SUPPLIED TEXT.
** begin **
Radio interview – The Christian O’Connel Show GOLDFM

Christian O’Connell, Host: Do you need a coffee or anything?

Anthony Albanese, Prime Minister: Coffee, now we’re talking.

O’Connell: Yes. What would you like? What do you have?

Prime Minister: A flat whitey sort of thing, yeah that would be great.

O’Connell: Are we your first chat of the day?

Prime Minister: You are.

O’Connell: You look startled, you look like we’ve just dragged you out of bed.

Prime Minister: I’ve got a bit of a head cold.

O’Connell: Well don’t go near the Matildas tomorrow. You’re not going in a changing room with that.

Prime Minister: No, no, no. They’re good, they’re good.

O’Connell: So, listen, thank you very much for coming in on the show and we’ve got lots of questions to get through. And the thing I firstly want to talk about, how amazing it so you’ve been on the journey with the Matildas, like millions of us all over the country. How does it work? Do you go and have a chat with the girls before the game to give them a little pump up talk, or do you go and see them afterwards?

Prime Minister: No, afterwards, no one gets in to talk to them beforehand. They’re in the zone and it’s showing. I mean, it’s extraordinary. Those two goals against Canada were just as good a goals as you’ll ever see. That pass from Mary Fowler.

O’Connell: That was incredible.

Prime Minister: It was just beautiful. And then, of course, that tension of 20 spot kicks the other night.

O’Connell: I’ve never seen anything like it. Honestly, it’s the longest penalty shootout ever.

Prime Minister: It was incredible at Brisbane. You could, one, when the French were taking their kicks, there was this massive noise in the stadium and then it had just quieten down when the Matildas were coming up to kick. And then you could almost feel the stadium, 50,000 people, stop breathing for a few seconds.

O’Connell: That was for all of us, collectively, millions of Australians

Prime Minister: In the ground it was extraordinary, the feeling.

O’Connell: So, what did it go just eerily silent? Because you’re not used to that at a major sporting event.

Prime Minister: It was silent and you could feel everyone literally stop breathing, hold their breath while the couple of seconds passed, while they took the kicks. And then the reaction, of course, when a goal went in, the massive cheer and the whole crowd jumping up and down when Mackenzie hit the post, the sort of ‘ohhh’  and feeling for the ones who missed, feeling for the French too, for the ones that missed.

O’Connell: Don’t worry about them, they wouldn’t have wasted any time worrying about the Australians.

Prime Minister: The pressure which was on was unbelievable. And then after the game, they were just so happy. And the way that they’ve carried themselves on and off the field. I think that gesture of Sam Kerr to give her jumper to the young girl in the crowd, just unbelievable.

O’Connell: It says a lot about the kindness, compassion that the Matildas and in fact, all the countries who have been here in Australia and New Zealand through the whole tournament, I think they show, and not just Australia but the world, that the girls are rewriting history on a global stage and the popularity of all the games, obviously biggest sport event in ten years on Saturday night, it feels like something very special is happening.

Prime Minister: It is. And the spirit has been quite extraordinary. I, a couple of weeks ago, was over in New Zealand and, in Wellington, and the American team were there, and the spirit over there as well. Prime Minister Chris Hipkins was just saying to me the whole country had got enthused and of course, New Zealand didn’t make it through to the next round, but that hasn’t mattered. You look at the crowds as well that have been attending. You’ve had sold out games where the Matildas weren’t playing. And the idea 20 years ago, of course, the Matildas played two games against Brazil in Brisbane. The first game, 2,000 people turned up.
** end **
EXTRACTED RECORDS.
** begin **
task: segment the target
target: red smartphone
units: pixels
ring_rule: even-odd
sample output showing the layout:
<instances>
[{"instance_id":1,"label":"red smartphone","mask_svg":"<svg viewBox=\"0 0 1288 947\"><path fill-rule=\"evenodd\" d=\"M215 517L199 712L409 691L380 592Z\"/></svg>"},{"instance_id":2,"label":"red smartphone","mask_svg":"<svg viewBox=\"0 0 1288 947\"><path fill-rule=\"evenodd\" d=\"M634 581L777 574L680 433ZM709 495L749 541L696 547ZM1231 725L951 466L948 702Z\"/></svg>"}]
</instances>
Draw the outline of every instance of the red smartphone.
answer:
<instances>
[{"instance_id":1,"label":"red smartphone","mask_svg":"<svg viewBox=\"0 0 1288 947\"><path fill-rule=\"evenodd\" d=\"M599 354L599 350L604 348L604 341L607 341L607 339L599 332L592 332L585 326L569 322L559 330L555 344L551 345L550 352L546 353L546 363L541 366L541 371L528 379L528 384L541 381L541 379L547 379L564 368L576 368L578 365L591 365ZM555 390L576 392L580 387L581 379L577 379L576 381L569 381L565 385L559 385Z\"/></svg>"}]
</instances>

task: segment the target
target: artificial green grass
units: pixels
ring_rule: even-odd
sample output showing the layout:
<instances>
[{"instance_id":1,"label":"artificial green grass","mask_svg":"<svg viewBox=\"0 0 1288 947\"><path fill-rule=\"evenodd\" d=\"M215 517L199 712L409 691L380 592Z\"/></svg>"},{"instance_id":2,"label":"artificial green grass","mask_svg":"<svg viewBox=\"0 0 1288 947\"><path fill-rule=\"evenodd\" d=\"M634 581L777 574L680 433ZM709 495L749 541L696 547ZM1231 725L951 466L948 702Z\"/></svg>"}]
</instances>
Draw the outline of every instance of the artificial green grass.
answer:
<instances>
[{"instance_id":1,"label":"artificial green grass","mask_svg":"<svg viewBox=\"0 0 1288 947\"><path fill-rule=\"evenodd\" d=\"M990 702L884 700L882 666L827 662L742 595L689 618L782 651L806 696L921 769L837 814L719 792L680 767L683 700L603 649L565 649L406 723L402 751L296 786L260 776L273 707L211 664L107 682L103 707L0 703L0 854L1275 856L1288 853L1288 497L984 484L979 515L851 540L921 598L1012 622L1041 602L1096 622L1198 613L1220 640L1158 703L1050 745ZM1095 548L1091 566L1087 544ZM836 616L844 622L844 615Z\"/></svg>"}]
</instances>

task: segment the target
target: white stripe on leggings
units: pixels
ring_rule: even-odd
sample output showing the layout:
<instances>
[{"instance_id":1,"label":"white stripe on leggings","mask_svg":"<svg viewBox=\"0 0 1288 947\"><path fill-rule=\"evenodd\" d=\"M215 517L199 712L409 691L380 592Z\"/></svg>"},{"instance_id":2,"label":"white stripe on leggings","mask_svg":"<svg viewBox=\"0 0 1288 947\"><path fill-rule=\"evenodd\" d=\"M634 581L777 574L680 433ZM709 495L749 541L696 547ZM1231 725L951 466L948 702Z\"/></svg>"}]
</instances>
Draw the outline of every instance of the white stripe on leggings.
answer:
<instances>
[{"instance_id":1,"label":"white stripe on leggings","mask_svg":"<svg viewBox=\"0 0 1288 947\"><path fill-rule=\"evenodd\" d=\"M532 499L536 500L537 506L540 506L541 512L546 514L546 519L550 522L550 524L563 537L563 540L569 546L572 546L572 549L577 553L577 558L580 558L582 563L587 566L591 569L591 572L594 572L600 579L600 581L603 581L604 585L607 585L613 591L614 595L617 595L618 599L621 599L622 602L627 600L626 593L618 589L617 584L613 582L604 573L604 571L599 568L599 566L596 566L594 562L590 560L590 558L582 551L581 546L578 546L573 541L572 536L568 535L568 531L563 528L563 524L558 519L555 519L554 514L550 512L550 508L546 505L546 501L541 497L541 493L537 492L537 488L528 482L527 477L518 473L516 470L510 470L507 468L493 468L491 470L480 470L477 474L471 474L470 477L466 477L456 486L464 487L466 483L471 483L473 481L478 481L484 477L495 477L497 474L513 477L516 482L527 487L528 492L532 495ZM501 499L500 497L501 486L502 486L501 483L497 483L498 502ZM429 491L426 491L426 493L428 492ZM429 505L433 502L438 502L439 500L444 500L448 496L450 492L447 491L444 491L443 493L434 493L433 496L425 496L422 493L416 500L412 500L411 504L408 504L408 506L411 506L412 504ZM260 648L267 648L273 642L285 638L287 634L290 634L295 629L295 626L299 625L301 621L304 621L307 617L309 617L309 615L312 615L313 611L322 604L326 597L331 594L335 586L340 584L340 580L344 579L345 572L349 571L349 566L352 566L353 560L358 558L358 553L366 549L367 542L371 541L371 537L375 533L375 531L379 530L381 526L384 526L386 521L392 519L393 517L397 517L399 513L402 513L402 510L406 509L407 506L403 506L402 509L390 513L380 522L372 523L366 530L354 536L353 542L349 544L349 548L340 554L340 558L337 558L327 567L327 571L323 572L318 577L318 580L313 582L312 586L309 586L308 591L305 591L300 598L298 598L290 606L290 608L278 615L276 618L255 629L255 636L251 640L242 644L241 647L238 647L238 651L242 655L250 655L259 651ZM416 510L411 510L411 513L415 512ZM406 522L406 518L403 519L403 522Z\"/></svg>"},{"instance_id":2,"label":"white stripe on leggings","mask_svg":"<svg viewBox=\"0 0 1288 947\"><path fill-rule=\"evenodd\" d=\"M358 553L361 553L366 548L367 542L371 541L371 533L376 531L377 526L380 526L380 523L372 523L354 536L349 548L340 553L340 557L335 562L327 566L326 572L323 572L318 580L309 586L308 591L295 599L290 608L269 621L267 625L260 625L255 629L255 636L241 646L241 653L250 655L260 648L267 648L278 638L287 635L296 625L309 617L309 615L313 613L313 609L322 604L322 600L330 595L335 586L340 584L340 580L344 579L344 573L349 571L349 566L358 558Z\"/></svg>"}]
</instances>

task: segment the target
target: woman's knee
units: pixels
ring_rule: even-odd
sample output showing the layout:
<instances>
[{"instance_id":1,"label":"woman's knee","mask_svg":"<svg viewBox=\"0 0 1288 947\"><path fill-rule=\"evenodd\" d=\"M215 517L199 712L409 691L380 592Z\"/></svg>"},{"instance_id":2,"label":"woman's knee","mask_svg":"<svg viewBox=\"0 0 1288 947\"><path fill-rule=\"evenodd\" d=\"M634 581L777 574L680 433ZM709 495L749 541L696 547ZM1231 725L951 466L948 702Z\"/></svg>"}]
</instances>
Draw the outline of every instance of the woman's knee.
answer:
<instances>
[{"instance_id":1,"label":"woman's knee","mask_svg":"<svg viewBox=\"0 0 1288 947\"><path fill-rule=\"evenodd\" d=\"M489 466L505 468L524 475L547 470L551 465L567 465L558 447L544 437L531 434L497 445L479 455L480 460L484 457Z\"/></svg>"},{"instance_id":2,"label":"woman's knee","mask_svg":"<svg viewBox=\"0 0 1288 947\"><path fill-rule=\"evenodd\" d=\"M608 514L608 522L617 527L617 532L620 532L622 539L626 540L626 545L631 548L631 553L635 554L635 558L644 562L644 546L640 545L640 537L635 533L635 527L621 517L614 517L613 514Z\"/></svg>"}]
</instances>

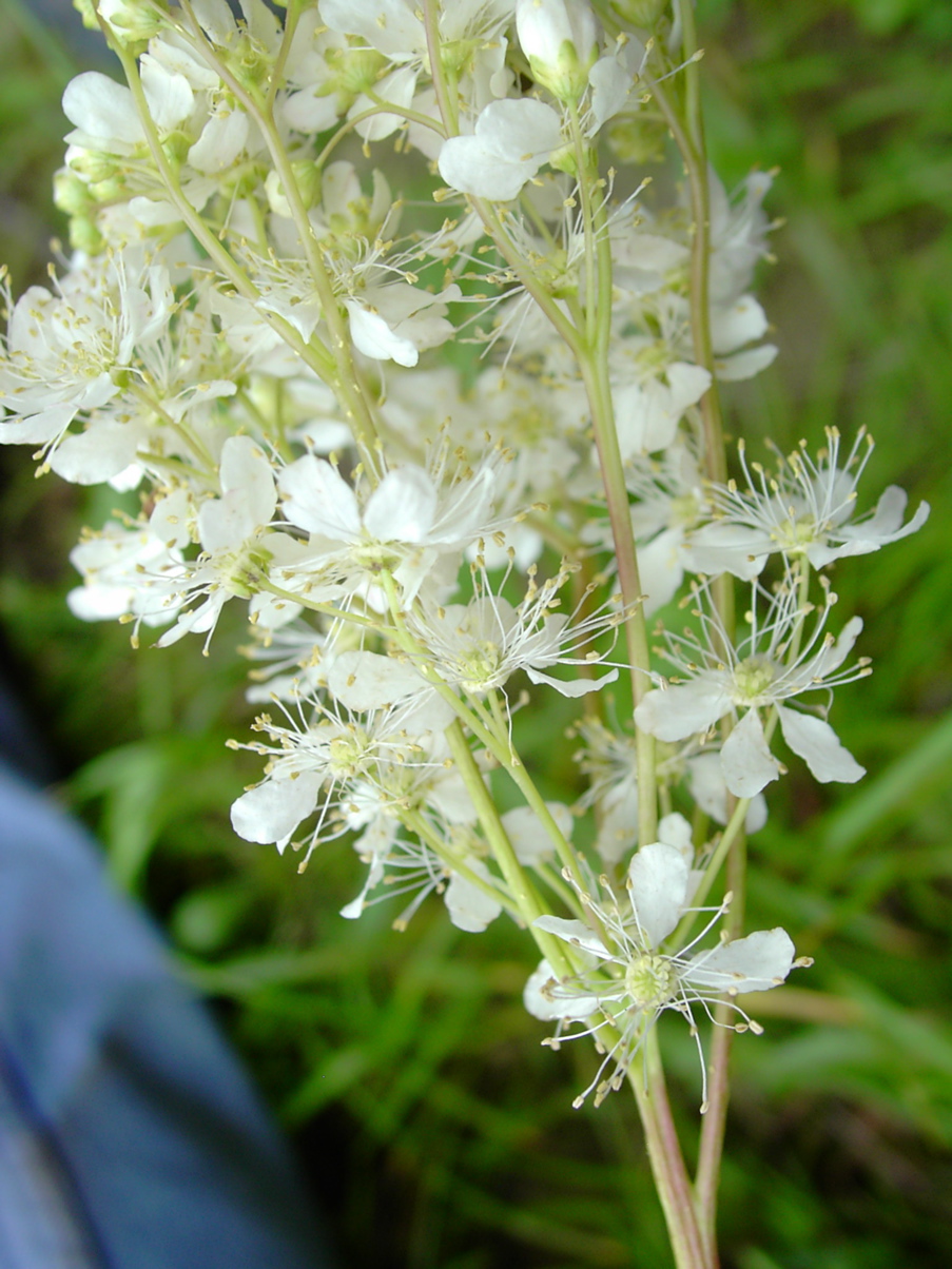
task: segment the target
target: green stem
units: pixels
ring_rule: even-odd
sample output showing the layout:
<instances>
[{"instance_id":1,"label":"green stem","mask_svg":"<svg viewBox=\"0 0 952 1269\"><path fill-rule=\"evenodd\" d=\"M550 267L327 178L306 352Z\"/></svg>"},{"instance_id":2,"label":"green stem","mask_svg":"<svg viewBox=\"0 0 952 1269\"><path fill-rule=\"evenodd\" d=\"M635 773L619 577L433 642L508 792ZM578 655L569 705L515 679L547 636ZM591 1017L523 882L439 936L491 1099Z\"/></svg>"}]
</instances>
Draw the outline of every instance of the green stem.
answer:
** end **
Please pick up the radio interview about the Matildas after its last line and continue it.

REPLY.
O’Connell: It’s amazing.

Prime Minister: The second game, they shut the gate, they didn’t have a crowd because it wasn’t worth them opening up. Because it cost more money than if 2,000 people turn up to a game.

O’Connell: Yep.

Prime Minister: And this was Brazil in football. So, the transformation is incredible. I chose Sam Kerr to be our flag bearer at the King’s Coronation earlier this year.

O’Connell: She didn’t damage her calf there did she? Carrying that? Because it looked heavy.

Prime Minister: No, it wasn’t that heavy, the flag. But the way that she carried herself representing her nation was extraordinary. She’s a West Australian, of course, and she just was honoured to represent her country on the field as well as off the field.

O’Connell: And tell me this, then. So, tomorrow night, you’re obviously going to be there. Can we do it? Can we go through to the World Cup final?

Prime Minister: Of course we can. Of course we can. And I think we will. I think there’s such enormous momentum behind the Tillies. And they certainly showed the other night, it was like, pressure? What pressure?

O’Connell: Yeah, look at Mackenzie Arnold stopping four goals, which is I’ve never seen that before, a penalty shootout.

Prime Minister: Unbelievable. And it wasn’t like they kicked it to her. They were great saves.

O’Connell: Yeah she kept Australia in it.

Prime Minister: And during the game as well, during the 90 plus 30 –

O’Connell: Yes.

Prime Minister: Some of the goals that she saved there, there was one headed, you know headed for the top corner there that she just turned around, was a phenomenal performance. But all of them, they’ve had the big focus, of course, on Sam Kerr prior to the tournament, but they’ve shown that the team is bigger than any individual.

O’Connell: It’s amazing, because a lot of us didn’t know a lot of the other players. Sam obviously stood above them all as the biggest star. But now these players like Mackenzie, like Mary Fowler as well, have become house and Cortnee Vine, have become household names the last couple of days, as people have sort of are jumping on the bandwagon, which I think is a great thing.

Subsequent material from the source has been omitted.